Uit artikel 1 van de koopovereenkomst blijkt verder dat [gedaagde] geen personeel van [eiseres] heeft overgenomen.
4.8. Gelet op het voorgaande valt zonder nadere toelichting, die ontbreekt, niet in te zien waarom [gedaagde] het ontbreken van trainerscapaciteiten en de handelwijze van [naam] aan [eiseres] kan tegenwerpen, omdat [eiseres] ter zake hiervan geen verplichtingen jegens [gedaagde] op zich heeft genomen.
4.9. Evenmin is in te zien dat het feit dat [gedaagde] niet met de website kon werken, het gevolg is van een toerekenbare tekortkoming van [eiseres]. De koopovereenkomst bevat geen op [eiseres] rustende opleidingsverplichtingen met betrekking tot deze website. Bovendien is gesteld noch gebleken dat [gedaagde] tijdens haar stage bij [eiseres] heeft meegedeeld dat zij niet in staat was de website te bedienen.
4.10. Het beroep van [gedaagde] op misbruik van omstandigheden zal worden gepasseerd. Hetzelfde geldt voor haar beroep op wanprestatie, voor zover dit beroep betrekking heeft op zomereczeem bij een of meer paarden, op de gezondheid van de hengst en op de instructrice en de website.
4.11. [gedaagde] zal evenwel in de gelegenheid worden gesteld te bewijzen dat de Paso Fino merrie aan overhoef lijdt (zie r.o. 4.6). Als [gedaagde] het bewijs (mede) wenst te leveren door schriftelijke stukken of andere gegevens, dient zij deze afzonderlijk bij akte in het geding te brengen.

______________________________

OPDRACHT 1:
Neem alstublieft een deel van de geselecteerde tekst woordelijk over: begin bij de woorden met "4.8. Gelet op" en stop na "website te bedienen.".
OPDRACHT 2:
Noem uit de geselecteerde tekst alle onderwerpen waarvoor het beroep van [gedaagde] op wanprestatie volgens r.o. 4.10 wordt gepasseerd.
OPDRACHT 3:
Wat krijgt [gedaagde] volgens de geselecteerde tekst de gelegenheid te bewijzen?

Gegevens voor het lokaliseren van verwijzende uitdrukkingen
______________________________

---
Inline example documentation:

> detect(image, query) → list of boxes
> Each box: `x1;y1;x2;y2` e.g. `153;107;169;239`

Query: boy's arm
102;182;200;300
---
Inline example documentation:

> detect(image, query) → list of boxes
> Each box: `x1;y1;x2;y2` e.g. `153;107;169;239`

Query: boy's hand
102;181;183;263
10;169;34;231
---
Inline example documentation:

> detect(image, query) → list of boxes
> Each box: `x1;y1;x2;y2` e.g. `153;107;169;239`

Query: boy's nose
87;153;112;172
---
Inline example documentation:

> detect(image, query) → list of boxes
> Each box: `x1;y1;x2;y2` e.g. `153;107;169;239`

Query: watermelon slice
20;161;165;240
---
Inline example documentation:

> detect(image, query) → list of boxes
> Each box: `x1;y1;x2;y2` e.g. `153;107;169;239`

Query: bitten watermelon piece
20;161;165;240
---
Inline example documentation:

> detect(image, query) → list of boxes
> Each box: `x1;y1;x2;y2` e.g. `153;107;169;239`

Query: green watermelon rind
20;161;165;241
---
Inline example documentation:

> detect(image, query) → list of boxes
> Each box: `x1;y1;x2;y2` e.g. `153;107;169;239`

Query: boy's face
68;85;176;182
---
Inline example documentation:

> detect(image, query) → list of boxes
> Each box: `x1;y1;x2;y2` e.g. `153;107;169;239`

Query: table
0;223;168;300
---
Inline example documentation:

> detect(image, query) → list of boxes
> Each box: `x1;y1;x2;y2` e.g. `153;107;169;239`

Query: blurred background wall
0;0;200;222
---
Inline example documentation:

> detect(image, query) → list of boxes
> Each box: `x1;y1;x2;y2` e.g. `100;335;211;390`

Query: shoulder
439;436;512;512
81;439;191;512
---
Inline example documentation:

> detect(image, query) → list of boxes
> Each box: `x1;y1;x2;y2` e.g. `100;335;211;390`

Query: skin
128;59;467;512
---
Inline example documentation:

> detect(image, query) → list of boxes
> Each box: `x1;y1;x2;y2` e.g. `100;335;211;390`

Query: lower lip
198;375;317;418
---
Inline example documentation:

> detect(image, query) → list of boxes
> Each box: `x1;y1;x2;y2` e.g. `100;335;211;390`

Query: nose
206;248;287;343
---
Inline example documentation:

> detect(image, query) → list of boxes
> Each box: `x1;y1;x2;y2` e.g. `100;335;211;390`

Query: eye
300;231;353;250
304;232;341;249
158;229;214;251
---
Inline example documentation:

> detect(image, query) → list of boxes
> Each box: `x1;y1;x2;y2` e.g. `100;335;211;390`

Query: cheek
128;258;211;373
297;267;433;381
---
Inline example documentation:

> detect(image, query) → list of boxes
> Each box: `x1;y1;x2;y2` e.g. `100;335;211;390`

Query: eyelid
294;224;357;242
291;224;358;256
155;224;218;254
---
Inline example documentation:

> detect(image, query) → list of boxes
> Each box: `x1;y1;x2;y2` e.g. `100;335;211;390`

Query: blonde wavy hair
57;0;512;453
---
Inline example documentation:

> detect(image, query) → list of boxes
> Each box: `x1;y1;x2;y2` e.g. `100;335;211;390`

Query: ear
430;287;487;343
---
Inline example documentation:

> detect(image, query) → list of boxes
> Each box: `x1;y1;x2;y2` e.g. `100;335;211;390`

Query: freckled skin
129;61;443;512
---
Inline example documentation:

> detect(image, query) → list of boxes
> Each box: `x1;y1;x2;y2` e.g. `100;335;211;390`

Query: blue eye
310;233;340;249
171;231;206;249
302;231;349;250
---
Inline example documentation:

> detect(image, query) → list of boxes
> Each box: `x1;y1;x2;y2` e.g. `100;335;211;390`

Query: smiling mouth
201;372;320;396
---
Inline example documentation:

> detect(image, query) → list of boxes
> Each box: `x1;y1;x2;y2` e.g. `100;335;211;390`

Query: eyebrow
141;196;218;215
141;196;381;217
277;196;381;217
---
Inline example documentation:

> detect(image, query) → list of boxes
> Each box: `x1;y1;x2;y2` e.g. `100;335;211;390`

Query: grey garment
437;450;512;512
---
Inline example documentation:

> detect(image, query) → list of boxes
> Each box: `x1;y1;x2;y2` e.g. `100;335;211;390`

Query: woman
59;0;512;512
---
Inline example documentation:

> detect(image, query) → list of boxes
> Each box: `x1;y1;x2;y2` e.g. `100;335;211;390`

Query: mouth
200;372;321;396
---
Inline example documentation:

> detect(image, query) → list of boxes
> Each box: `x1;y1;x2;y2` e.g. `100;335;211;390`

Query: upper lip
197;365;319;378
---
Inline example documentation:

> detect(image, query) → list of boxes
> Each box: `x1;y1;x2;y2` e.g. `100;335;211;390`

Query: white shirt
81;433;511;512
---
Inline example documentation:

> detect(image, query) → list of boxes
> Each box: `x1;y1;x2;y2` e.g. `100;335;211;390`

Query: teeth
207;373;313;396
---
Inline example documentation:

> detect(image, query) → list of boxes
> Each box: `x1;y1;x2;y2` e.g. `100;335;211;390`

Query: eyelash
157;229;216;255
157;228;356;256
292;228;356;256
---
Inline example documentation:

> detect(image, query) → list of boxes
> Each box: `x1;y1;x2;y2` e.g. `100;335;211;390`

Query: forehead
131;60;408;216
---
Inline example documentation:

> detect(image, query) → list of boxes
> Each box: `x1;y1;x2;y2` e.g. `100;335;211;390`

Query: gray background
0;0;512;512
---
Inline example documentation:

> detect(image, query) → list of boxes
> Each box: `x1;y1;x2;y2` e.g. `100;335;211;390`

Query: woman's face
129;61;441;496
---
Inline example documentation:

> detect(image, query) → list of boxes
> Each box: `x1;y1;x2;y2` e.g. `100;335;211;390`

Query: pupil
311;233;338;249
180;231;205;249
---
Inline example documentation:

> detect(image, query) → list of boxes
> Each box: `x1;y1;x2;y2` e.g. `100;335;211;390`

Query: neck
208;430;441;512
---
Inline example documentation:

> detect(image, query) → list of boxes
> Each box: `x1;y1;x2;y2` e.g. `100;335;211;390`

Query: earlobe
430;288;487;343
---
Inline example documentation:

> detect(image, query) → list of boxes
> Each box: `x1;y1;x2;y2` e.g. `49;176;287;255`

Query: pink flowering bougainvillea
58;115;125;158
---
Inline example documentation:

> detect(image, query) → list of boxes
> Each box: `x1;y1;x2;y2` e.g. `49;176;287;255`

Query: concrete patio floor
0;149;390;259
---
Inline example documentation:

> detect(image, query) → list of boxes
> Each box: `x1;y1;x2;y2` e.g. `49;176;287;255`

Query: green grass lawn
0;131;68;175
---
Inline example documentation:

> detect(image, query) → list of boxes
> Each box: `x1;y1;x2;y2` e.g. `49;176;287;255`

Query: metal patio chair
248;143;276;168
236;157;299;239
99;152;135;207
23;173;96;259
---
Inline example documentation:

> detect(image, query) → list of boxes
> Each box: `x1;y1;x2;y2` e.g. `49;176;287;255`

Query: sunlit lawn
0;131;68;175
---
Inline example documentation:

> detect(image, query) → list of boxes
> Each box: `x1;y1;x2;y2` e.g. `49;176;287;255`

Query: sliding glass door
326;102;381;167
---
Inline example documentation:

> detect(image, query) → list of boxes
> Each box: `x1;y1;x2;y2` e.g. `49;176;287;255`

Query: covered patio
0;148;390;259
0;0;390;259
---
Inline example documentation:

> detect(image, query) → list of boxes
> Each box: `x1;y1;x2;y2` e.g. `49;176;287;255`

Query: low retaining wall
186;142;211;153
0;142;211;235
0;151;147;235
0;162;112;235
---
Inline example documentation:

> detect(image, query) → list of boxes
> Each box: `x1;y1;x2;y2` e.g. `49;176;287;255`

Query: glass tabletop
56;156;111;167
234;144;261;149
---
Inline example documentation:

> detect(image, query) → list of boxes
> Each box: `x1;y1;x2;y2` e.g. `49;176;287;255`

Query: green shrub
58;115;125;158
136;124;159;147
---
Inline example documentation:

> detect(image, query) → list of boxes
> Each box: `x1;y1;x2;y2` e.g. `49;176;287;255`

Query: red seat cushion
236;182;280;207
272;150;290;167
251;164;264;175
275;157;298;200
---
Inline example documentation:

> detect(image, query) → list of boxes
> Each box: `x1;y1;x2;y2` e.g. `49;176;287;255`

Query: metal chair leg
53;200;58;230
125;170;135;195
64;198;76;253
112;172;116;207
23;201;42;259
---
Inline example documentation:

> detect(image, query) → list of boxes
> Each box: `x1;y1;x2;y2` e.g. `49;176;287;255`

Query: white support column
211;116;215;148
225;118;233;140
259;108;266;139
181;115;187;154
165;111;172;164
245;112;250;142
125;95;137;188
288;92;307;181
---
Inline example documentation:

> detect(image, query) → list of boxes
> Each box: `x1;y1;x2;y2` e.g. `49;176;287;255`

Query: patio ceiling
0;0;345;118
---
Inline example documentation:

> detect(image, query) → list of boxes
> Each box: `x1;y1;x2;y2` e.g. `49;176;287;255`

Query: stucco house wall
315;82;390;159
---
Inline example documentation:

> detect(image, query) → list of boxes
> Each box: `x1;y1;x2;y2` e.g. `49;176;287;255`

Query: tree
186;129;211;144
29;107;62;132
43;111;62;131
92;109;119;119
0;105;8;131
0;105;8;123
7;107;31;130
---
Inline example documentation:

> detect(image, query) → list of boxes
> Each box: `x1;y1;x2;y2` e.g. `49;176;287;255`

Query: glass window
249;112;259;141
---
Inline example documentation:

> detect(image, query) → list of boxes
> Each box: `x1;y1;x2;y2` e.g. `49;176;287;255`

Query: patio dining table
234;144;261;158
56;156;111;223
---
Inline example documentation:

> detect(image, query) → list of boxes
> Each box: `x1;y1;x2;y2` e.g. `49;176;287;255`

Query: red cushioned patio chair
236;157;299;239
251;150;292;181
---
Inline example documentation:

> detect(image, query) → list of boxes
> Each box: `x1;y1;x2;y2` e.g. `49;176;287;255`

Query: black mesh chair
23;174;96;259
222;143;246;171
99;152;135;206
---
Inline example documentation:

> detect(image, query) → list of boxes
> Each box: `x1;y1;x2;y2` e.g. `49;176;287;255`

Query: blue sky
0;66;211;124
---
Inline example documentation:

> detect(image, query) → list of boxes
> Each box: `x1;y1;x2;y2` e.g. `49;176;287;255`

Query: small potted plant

______________________________

VERWACHT ANTWOORD 1:
4.8. Gelet op het voorgaande valt zonder nadere toelichting, die ontbreekt, niet in te zien waarom [gedaagde] het ontbreken van trainerscapaciteiten en de handelwijze van [naam] aan [eiseres] kan tegenwerpen, omdat [eiseres] ter zake hiervan geen verplichtingen jegens [gedaagde] op zich heeft genomen.
4.9. Evenmin is in te zien dat het feit dat [gedaagde] niet met de website kon werken, het gevolg is van een toerekenbare tekortkoming van [eiseres]. De koopovereenkomst bevat geen op [eiseres] rustende opleidingsverplichtingen met betrekking tot deze website. Bovendien is gesteld noch gebleken dat [gedaagde] tijdens haar stage bij [eiseres] heeft meegedeeld dat zij niet in staat was de website te bedienen.

VERWACHT ANTWOORD 2:
zomereczeem bij een of meer paarden; de gezondheid van de hengst; de instructrice; de website

VERWACHT ANTWOORD 3:
Dat de Paso Fino merrie aan overhoef lijdt.